**Task description**
Scan the records for "with" and copy each line that contains it.

**Data extract**
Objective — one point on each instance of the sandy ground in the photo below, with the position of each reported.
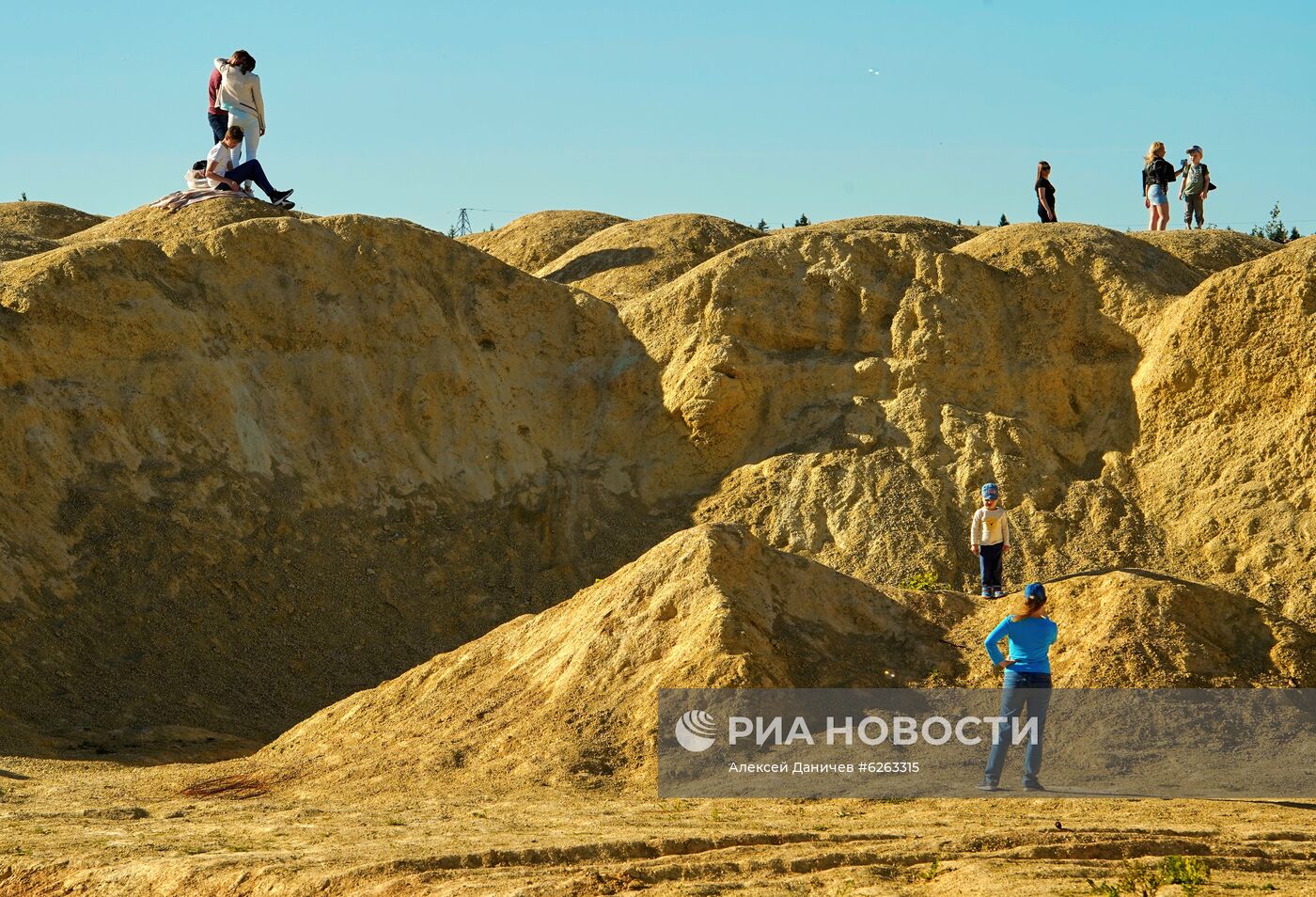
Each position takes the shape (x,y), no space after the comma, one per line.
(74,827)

* * *

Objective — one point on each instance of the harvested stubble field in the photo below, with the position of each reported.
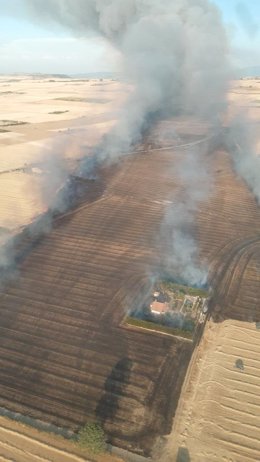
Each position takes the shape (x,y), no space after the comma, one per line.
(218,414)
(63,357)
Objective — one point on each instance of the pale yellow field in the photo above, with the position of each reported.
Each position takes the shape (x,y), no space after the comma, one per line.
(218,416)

**Answer section**
Objective — one point on each instance of the sandy ground in the photo below, with the position of each reported.
Objective — one point on each instance of the harvested stubble field in the photo below, with the position of each reported.
Objective — one point on each instance of the pale yellow field in the photo above, with the position of each reported.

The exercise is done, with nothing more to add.